Within the city, magical girls are regarded by the public as celebrities. Popular magical girls are often followed by camera crews while on duty and have their fights televised during the day. Many magical girls choose to monetize their popularity through sponsorships, brand deals, and officially licensed merchandise. Magical girls are also encouraged, though not required, to register with the Board of Magical Girls, a government agency that oversees magical girl activity within the city. The city provides various benefits to girls who choose to register, including access to counseling and admission to the exclusive Future's Promise School for Magical Girls.

===Plot===

The story initially follows Team Alchemical, an established group of five magical girls themed after the classical elements. The team is led by Tessa Quinn/Alchemical Aether, the most powerful member of the group; the other members of the team include Undine Wells/Alchemical Water, Sylvia Skylark/Alchemical Air, Sally Fintan/Alchemical Fire and Gwen Morita/Alchemical Earth. During a night patrol while Tessa is absent, the team is ambushed by a powerful monster, resulting in the deaths of Sylvia, Sally, and Gwen. Tessa sacrifices her powers in order to save Undine's life, leaving Undine as the sole surviving member of the team. Following the tragedy, Undine is left to cope with the loss of her friends. At Tessa's urging, she begins to looks for a new team to join, initially to no avail. At the same time, Undine attempts to investigate the circumstances of the attack that killed her friends.

A block of data
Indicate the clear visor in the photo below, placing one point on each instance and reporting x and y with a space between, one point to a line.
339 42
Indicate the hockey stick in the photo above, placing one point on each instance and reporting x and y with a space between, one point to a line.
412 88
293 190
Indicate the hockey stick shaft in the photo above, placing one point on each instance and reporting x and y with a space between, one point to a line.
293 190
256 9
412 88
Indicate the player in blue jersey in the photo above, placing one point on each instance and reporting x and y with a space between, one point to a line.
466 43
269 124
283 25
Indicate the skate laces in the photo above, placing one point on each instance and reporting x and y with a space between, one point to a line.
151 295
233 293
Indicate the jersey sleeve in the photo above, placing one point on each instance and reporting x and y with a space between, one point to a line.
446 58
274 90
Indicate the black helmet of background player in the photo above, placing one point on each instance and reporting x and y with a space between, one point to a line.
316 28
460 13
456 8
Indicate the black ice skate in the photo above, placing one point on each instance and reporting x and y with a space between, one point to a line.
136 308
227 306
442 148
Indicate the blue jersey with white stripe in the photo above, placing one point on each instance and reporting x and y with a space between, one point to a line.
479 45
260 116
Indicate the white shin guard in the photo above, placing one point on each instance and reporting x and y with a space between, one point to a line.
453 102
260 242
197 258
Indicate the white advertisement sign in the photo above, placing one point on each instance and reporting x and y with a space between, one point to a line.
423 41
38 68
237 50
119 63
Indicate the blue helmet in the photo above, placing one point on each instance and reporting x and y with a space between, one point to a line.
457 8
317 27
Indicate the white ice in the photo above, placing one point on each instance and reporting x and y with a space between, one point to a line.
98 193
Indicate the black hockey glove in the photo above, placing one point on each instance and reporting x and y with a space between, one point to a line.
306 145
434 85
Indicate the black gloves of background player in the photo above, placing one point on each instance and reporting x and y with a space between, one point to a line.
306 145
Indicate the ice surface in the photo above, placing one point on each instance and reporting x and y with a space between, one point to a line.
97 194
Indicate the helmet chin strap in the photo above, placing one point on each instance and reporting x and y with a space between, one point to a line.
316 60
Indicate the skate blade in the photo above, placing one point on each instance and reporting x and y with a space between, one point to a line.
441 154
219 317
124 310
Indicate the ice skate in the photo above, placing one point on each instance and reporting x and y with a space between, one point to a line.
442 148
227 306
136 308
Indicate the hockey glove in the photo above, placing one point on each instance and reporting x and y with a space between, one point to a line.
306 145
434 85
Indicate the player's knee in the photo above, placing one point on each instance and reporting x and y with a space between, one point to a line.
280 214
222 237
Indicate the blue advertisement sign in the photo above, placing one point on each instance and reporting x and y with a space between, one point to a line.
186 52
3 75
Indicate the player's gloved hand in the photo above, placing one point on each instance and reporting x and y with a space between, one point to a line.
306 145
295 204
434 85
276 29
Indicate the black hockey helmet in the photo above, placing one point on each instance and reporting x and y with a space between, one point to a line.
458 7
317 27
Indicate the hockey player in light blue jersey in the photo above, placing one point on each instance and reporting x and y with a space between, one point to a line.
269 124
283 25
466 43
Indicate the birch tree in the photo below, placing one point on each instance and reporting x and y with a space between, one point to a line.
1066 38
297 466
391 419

==

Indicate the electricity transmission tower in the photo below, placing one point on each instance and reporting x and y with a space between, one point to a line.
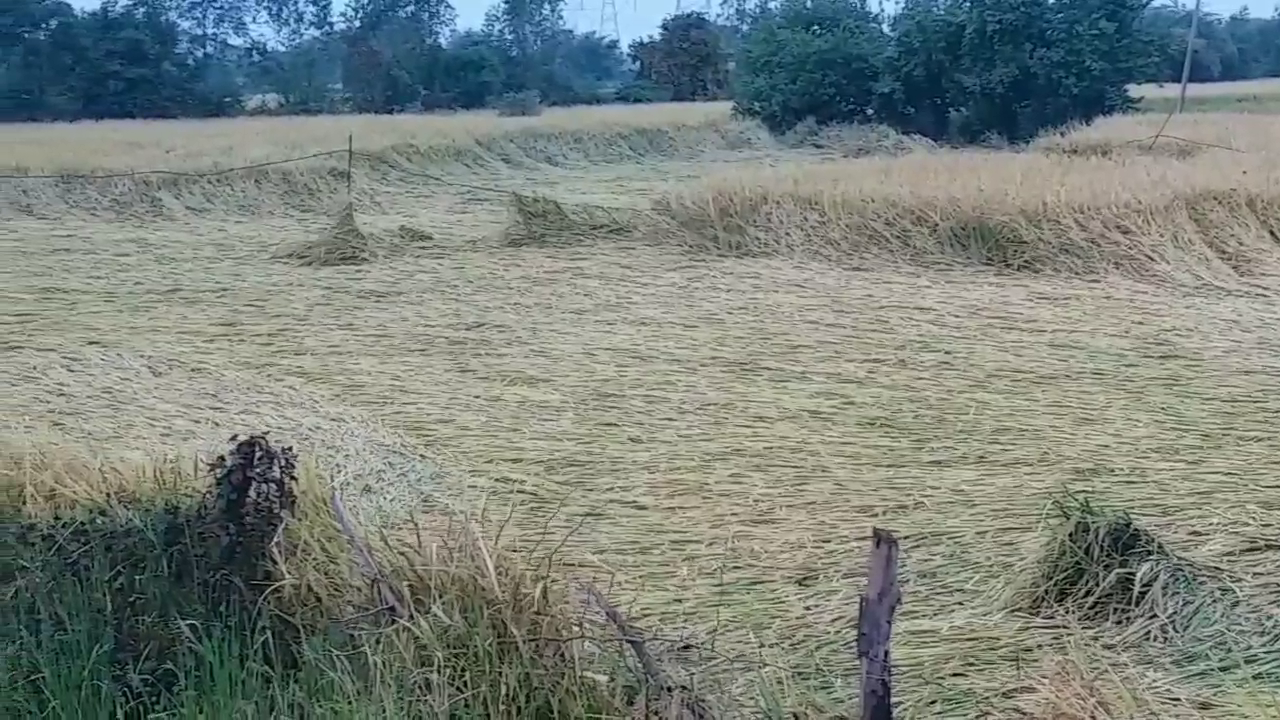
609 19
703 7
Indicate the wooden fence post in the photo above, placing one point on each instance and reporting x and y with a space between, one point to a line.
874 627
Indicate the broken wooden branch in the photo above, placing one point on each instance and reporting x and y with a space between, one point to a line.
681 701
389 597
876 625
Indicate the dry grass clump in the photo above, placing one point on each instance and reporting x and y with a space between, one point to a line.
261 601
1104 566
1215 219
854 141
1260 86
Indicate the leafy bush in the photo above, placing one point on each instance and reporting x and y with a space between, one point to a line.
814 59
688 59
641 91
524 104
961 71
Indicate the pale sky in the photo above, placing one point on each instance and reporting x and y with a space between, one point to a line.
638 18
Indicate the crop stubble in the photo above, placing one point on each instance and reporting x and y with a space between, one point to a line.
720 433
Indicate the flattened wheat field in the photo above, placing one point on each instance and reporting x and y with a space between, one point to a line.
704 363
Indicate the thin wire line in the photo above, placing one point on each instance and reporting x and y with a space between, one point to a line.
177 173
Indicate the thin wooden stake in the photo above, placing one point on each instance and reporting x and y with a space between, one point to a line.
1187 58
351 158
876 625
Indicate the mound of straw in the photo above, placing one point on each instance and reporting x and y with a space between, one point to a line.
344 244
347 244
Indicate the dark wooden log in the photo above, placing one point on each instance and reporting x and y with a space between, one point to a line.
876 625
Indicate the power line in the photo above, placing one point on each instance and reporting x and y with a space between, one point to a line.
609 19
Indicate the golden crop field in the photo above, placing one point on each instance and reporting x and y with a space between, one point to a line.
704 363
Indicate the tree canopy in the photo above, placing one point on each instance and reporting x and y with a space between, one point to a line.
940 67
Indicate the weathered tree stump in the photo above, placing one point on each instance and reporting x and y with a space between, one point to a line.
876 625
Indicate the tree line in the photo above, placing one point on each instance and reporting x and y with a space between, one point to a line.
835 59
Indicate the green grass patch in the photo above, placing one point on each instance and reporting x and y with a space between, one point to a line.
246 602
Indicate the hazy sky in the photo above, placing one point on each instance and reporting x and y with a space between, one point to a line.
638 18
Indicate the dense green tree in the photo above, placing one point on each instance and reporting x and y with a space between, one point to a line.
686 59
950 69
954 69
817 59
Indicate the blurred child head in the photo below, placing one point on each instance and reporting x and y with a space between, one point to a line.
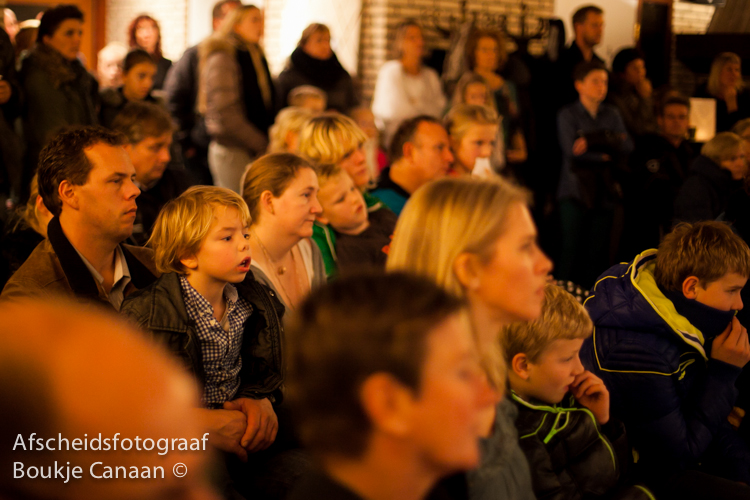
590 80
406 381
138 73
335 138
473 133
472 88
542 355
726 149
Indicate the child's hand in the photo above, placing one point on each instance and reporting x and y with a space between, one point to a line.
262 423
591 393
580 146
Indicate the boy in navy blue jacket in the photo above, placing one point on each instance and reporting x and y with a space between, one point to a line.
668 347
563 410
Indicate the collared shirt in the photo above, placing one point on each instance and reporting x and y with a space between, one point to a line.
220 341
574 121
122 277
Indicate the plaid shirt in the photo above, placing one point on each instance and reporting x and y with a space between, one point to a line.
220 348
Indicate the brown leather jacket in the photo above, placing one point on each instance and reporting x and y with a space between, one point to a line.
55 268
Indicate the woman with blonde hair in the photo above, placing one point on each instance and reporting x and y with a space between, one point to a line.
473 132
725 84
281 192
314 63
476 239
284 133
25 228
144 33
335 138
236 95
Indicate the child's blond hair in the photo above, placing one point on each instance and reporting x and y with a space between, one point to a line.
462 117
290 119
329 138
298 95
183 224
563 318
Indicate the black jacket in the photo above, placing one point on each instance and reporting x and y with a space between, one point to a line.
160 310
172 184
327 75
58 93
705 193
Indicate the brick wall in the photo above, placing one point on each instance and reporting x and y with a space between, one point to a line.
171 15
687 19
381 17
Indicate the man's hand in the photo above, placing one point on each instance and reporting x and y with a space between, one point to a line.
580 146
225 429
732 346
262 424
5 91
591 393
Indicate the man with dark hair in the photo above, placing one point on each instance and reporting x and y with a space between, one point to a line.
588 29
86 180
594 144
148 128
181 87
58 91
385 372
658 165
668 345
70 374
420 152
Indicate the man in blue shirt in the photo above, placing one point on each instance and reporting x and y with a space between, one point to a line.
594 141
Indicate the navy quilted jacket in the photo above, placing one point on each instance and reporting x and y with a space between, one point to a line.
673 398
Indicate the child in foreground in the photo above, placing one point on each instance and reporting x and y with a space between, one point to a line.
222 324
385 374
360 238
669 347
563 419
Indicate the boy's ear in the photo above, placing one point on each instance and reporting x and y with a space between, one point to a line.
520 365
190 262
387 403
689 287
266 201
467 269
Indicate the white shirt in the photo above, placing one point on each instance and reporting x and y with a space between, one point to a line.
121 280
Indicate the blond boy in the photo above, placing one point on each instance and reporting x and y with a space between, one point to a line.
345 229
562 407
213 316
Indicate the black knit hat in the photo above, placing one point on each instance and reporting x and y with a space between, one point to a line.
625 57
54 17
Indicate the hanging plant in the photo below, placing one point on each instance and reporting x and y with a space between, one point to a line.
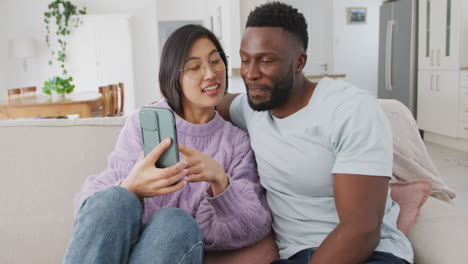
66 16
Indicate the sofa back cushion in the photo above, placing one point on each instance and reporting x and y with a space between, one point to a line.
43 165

==

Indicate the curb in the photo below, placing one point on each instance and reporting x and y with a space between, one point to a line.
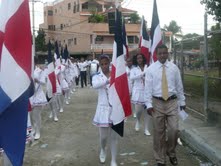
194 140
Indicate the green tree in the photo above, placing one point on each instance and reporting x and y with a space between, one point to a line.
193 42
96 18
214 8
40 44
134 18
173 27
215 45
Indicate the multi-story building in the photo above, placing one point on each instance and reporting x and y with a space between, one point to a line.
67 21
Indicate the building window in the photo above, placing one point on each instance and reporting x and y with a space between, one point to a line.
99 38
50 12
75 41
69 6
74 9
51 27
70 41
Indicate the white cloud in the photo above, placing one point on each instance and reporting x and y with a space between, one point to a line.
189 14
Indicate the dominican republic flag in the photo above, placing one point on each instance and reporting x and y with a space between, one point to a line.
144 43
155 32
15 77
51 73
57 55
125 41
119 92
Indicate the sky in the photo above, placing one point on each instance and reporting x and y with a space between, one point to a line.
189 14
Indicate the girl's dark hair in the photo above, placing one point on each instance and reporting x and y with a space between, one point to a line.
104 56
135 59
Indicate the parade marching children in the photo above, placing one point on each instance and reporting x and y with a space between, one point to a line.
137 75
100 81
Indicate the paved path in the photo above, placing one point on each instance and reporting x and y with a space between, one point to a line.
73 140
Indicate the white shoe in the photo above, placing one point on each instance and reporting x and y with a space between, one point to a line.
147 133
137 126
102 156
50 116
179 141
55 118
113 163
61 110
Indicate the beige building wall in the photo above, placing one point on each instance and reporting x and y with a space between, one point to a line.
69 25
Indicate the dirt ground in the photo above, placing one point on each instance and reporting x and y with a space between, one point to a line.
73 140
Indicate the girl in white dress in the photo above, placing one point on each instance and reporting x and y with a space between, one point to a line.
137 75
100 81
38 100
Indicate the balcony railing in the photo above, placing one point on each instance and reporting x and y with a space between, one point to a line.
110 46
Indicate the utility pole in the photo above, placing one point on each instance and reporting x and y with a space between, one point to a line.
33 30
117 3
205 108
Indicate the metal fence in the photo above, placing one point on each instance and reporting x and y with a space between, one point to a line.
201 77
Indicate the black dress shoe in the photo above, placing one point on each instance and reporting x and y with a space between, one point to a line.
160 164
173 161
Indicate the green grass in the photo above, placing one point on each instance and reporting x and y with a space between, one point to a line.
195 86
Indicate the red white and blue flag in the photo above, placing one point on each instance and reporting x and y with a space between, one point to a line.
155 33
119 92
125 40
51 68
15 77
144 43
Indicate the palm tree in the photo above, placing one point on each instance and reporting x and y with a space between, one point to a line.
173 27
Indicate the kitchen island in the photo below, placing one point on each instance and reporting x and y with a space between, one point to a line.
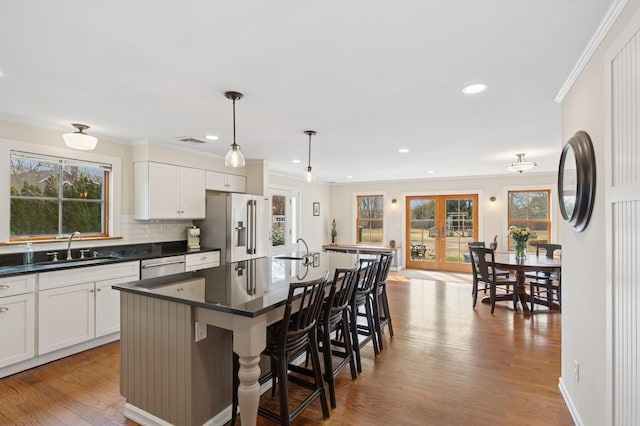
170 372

Problems to work on ->
• A. In the magical girl excerpt, who leads Team Alchemical?
• B. Copy the magical girl excerpt starting at the words "Within the city, magical" and ending after "for Magical Girls.".

Response list ->
• A. Tessa Quinn/Alchemical Aether.

• B.
Within the city, magical girls are regarded by the public as celebrities. Popular magical girls are often followed by camera crews while on duty and have their fights televised during the day. Many magical girls choose to monetize their popularity through sponsorships, brand deals, and officially licensed merchandise. Magical girls are also encouraged, though not required, to register with the Board of Magical Girls, a government agency that oversees magical girl activity within the city. The city provides various benefits to girls who choose to register, including access to counseling and admission to the exclusive Future's Promise School for Magical Girls.